• _REQUIRED WORK_: Return the run of lines below that opens with the line containing "Description: man's arm" and closes with the line containing "Description: grassy field", keeping each one exact.

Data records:
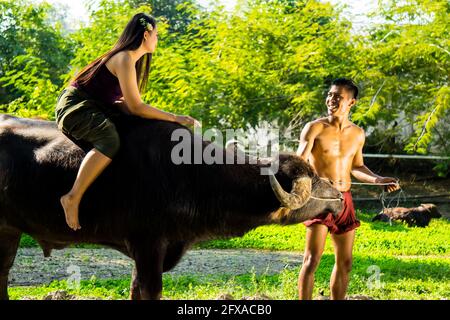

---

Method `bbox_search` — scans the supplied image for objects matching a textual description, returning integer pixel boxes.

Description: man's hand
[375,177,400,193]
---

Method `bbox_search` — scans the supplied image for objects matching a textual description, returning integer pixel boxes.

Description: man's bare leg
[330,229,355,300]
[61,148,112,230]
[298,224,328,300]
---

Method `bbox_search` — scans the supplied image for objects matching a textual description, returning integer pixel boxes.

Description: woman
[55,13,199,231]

--

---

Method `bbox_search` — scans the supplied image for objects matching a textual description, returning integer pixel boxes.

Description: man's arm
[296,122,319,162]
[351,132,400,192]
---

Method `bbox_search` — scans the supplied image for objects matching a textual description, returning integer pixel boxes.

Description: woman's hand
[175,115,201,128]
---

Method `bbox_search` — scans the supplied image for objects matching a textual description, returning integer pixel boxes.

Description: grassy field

--

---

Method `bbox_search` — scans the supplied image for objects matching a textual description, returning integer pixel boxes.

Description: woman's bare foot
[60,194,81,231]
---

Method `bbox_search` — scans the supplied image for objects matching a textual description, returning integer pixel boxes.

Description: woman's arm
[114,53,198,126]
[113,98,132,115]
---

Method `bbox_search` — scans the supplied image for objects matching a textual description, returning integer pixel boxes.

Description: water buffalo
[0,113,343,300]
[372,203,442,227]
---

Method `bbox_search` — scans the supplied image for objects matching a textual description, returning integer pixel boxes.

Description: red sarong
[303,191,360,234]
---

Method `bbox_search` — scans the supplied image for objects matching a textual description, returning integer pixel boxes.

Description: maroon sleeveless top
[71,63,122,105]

• _COMPLETED TASK_:
Description: man's arm
[296,122,319,162]
[351,132,400,192]
---

Method `bbox_search` — scans the supplied image for objects matching a textual description, returning integer pixel boxes.

Description: woman's hand
[175,115,201,128]
---

Method `bbox_search` — scans the supplied image for objects matching a textual description, returning integer pixel boxes.

Description: grassy field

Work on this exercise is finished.